BLOCO DE TEXTO:
******************************

Os sírios estão chegando

Nosso país foi construído por migrantes. A preocupação com a acolhida é uma continuação da prática solidária que sempre nos pautou é fundamental

De tempos em tempos, brasileiros incorporam sotaques e costumes estrangeiros. Somos um vasto país acolhedor. Basta olhar em volta. Está em cartaz, mais uma vez, a aventura do turco Nacib, seduzido pelos encantos de Gabriela no romance de Jorge Amado. Os jovens dos anos 70 foram cativados pelos dramas de Nino, italianinho que reinava na TV Tupi.

A tradição de aceitação do estrangeiro, arraigada até mesmo nas novelas, faz pensar que em breve possam surgir na telinha as desventuras de algum Mohammed. O nome, comum entre os sírios, começa a ser ouvido com mais frequência desde que aquele país mergulhou em uma crise de incalculáveis proporções.

Não há registro oficial de mortos na Síria. Fala-se em 17 mil. Cenário de guerra que levou o prêmio Nobel da Paz Kofi Annan a tentar negociar soluções. Deixou o posto alegando total falta de condições contra a intransigência do governo de Bashar Assad. A devastação só aumenta.

******************************

DADOS ARMAZENADOS:
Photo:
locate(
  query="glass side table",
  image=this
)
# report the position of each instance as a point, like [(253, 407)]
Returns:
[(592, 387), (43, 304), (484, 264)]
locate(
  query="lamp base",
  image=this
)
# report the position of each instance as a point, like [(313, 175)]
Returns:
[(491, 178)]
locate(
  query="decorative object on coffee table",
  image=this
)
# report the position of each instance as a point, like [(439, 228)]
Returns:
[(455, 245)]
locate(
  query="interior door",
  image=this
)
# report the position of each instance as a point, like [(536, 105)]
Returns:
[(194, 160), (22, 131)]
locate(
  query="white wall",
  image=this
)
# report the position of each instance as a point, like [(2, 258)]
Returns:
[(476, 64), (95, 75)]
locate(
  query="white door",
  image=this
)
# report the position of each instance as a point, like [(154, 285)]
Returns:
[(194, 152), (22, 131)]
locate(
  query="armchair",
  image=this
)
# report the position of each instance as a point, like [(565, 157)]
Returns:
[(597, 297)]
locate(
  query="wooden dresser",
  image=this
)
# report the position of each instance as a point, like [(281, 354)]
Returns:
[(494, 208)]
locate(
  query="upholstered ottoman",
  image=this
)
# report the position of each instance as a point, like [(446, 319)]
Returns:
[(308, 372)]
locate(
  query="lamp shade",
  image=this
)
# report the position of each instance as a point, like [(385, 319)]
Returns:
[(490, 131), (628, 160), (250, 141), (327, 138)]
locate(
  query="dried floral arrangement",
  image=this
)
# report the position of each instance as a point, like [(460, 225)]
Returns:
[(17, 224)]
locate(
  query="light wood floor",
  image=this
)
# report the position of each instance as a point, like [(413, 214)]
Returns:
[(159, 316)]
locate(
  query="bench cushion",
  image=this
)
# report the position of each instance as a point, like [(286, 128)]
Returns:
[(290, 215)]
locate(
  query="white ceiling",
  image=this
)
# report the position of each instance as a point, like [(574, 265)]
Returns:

******************************

SUA TAREFA: Por favor, liste todos os nomes próprios de pessoas ou personagens que aparecem no texto sobre os sírios, na ordem em que surgem.

SUA RESPOSTA: Nacib, Gabriela, Jorge Amado, Nino, Mohammed, Kofi Annan, Bashar Assad